Task: The records below are to be duplicated character for character.

Stored data:
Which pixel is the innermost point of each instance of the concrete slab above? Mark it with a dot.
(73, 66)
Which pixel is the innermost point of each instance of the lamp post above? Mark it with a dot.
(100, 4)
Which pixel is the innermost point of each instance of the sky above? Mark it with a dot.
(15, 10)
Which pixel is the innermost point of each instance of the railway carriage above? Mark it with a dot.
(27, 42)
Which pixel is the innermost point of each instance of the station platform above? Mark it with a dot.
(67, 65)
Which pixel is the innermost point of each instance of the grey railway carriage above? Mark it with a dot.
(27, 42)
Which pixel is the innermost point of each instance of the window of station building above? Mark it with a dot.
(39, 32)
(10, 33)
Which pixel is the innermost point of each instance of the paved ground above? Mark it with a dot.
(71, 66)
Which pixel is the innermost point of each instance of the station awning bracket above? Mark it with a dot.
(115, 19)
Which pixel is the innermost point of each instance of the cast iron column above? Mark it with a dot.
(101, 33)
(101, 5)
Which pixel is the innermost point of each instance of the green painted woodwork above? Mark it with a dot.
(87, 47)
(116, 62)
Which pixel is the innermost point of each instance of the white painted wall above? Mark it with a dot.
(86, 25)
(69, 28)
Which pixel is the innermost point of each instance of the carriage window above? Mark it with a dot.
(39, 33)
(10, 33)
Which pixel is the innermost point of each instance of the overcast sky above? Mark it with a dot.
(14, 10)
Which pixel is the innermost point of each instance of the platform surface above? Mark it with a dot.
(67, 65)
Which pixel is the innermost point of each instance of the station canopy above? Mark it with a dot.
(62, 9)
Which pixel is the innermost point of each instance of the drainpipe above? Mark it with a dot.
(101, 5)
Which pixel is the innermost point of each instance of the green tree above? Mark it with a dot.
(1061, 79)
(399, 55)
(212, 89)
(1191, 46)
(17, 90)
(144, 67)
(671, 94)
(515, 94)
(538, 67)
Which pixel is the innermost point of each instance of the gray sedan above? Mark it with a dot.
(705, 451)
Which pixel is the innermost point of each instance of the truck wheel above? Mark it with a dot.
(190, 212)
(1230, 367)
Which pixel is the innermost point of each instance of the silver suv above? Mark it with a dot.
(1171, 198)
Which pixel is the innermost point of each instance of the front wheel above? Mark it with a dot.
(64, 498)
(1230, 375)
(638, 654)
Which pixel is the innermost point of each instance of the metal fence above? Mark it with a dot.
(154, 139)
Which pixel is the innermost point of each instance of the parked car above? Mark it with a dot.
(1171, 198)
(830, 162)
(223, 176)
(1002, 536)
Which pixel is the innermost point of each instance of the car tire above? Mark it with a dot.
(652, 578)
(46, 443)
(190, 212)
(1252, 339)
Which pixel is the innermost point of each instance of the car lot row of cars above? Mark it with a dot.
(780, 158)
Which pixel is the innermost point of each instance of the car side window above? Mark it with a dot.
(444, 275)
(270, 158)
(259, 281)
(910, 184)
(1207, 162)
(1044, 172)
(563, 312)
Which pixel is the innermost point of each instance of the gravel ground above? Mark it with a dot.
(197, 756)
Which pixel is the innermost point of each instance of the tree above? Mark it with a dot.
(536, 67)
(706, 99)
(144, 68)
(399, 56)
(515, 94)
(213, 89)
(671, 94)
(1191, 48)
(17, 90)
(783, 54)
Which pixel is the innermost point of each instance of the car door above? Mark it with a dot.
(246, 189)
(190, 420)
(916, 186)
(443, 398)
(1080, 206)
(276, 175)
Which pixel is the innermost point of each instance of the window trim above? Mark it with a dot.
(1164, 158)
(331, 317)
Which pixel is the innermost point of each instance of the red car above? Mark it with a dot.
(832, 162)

Exercise solution:
Which pixel is the innermost point of each instance of the concrete slab above? Mark it with a dot.
(73, 66)
Which pixel is the innermost point of each instance of the lamp post above? Mark it with a dot.
(100, 4)
Which pixel is the innermost point of each instance of the sky above? Mark it with a dot.
(15, 10)
Which pixel is the innermost point of each instance of the railway carriage above? Mark it with a dot.
(27, 42)
Which pixel is the innermost point of each instance of the station platform above? Mark it with a dot.
(67, 65)
Which pixel is the innermost point of each instance of the grey railway carriage above? Mark it with a dot.
(27, 42)
Which pixel is the innermost point of each instance of the window of station building above? Mark it with a dot.
(39, 32)
(10, 33)
Which pixel is the innermost point of each instance of the paved ground above? Mark it with a dot.
(71, 66)
Which pixel is the innermost point of each instance of the station awning bracket above? Mark it with a dot.
(115, 19)
Which pixel is the innermost point of each instance of the cast iron column above? Mark it with a dot.
(101, 33)
(101, 5)
Which pixel is the innermost point of each instance of the green painted woodwork above? Mark it with a dot.
(87, 47)
(116, 62)
Which pixel is the innermost point of each instance of the white painted wall above? Mark it with a dot.
(86, 25)
(69, 28)
Which pixel is the innermost point of each instance of the carriage window above? Mark it with a dot.
(39, 33)
(10, 33)
Which pixel is the innermost point of each instance of the overcast sky above? Mark it with a dot.
(14, 10)
Which pixel is the innermost point of each instance of the platform surface above? Mark it with a dot.
(67, 65)
Which pixel is the innermost point of each instance of the station canopy above? Mark it with a dot.
(62, 9)
Which pixel is the innermost point of each instance of the drainpipe above? Mark it with a dot.
(101, 5)
Which pixel is the innermost point of each instance of the green tree above? Mark it with a dot.
(1061, 79)
(399, 55)
(212, 89)
(1191, 46)
(17, 90)
(144, 67)
(671, 94)
(515, 94)
(538, 67)
Which pixel is the innermost point of each instance of the gray sedan above? Mark it with a dot.
(705, 451)
Which pixel is the innermost point of each instance of the truck wheel above? Mark it with a dot.
(190, 212)
(1230, 367)
Which pixel is the innermost point of each instance of the silver suv above? Mark it with a dot.
(1171, 198)
Which pixel is the innermost point of each instance of the front wheel above? Mark it with a dot.
(64, 498)
(1230, 375)
(638, 654)
Which pixel is the innermost point of each instance of the metal fence above? Mark it with a dot.
(154, 139)
Which pixel is the innermost point of each instance of the parked car above? Mark it with a dot.
(1171, 198)
(830, 162)
(223, 176)
(1002, 536)
Which pixel is the innermost point of each instance of the car tire above? Mark it with a dot.
(652, 578)
(46, 443)
(190, 212)
(1252, 339)
Which pixel is the innermost point of each instance of the car lot row of cars above? Mark it with a dot.
(780, 158)
Which pixel is the innermost point of each instance of the car side window above? Mark it with a dot.
(444, 275)
(270, 158)
(259, 281)
(910, 184)
(1207, 162)
(1044, 172)
(563, 312)
Which pixel is the innermost point of each instance of the gravel ground above? Mark it with a dot.
(197, 756)
Which pixel is the innermost point of each instance of the tree above? Mark it with a dot.
(536, 67)
(706, 99)
(144, 68)
(399, 56)
(515, 94)
(213, 89)
(671, 94)
(1191, 48)
(17, 90)
(783, 54)
Which pixel is the innermost point of each instance of the car door above? Mark it with a dot.
(246, 189)
(190, 420)
(916, 186)
(443, 398)
(1080, 206)
(276, 175)
Which pixel is the innermost point of each instance of the window trim above? Mark it with a dot.
(1164, 158)
(331, 317)
Which pixel is the innermost point of each instance of the red car above? Mark it with a dot.
(832, 162)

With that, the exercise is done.